Data for the task
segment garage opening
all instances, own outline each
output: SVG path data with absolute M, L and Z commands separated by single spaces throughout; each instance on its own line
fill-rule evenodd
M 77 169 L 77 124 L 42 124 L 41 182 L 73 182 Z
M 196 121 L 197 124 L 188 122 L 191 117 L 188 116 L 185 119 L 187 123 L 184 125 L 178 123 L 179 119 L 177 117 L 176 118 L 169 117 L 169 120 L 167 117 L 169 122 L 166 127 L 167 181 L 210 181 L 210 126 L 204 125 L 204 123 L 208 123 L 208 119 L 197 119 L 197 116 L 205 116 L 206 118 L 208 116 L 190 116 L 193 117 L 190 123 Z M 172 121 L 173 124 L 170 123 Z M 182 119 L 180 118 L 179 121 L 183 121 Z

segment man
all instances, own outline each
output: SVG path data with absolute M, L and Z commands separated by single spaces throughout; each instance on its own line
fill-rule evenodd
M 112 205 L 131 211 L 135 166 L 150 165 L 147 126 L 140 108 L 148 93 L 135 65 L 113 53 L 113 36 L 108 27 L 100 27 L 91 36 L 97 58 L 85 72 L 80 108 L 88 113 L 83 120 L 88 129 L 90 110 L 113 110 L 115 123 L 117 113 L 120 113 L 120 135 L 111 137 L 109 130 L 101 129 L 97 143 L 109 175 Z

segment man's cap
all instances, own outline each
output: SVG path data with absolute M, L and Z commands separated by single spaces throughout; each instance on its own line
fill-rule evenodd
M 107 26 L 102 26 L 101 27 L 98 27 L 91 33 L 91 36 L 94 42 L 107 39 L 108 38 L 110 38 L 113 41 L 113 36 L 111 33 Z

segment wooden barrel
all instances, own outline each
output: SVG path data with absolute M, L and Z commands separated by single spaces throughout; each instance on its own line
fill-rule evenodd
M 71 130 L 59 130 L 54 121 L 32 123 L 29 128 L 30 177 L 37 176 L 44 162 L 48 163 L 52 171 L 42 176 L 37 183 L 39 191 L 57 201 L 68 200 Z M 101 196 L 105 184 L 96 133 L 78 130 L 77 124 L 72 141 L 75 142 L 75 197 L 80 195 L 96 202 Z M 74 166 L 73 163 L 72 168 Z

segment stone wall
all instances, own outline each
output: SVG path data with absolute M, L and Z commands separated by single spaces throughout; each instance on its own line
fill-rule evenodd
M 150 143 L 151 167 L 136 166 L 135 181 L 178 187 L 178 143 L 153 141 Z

Aim of the task
Scale every coordinate in the outlines by 0.75, rounding to whole numbers with halves rounded up, and reproduce the lines from the start of the entries through the line containing "M 107 26 L 102", both ends inclusive. Return only those lines, with the requests unchanged.

Answer to this problem
segment garage opening
all instances, own outline each
output: SVG path data with absolute M, L and Z commands separated by single spaces throughout; each instance on its own line
fill-rule evenodd
M 58 127 L 58 93 L 32 93 L 31 137 L 55 137 Z
M 147 91 L 148 93 L 141 92 L 143 88 L 141 87 L 139 89 L 140 92 L 138 94 L 134 92 L 134 89 L 133 88 L 132 89 L 127 88 L 127 90 L 125 88 L 127 92 L 125 95 L 125 136 L 158 136 L 158 95 L 153 94 L 153 92 L 156 92 L 156 89 L 148 89 L 148 87 L 154 87 L 155 89 L 156 87 L 143 87 L 145 88 L 143 92 Z M 129 91 L 130 93 L 128 92 Z M 137 89 L 135 89 L 134 91 L 137 91 Z

segment man
all instances, own outline each
output: SVG path data with absolute M, L and Z commands separated by single spaces throughout; each instance on its own line
fill-rule evenodd
M 84 154 L 98 158 L 101 125 L 113 124 L 110 95 L 105 81 L 111 70 L 101 49 L 85 40 L 85 27 L 81 20 L 75 20 L 68 27 L 73 44 L 64 54 L 60 81 L 66 85 L 62 90 L 66 97 L 68 83 L 85 83 L 86 92 L 88 85 L 90 85 L 90 101 L 83 103 L 82 98 L 76 97 L 73 107 L 82 131 Z

segment man's cap
all instances, own outline each
output: SVG path data with absolute M, L and Z commands separated by single spaces throughout; each instance on its own line
fill-rule evenodd
M 80 20 L 77 20 L 76 20 L 74 20 L 68 25 L 68 27 L 71 32 L 80 29 L 81 29 L 83 29 L 85 31 L 85 27 L 83 25 Z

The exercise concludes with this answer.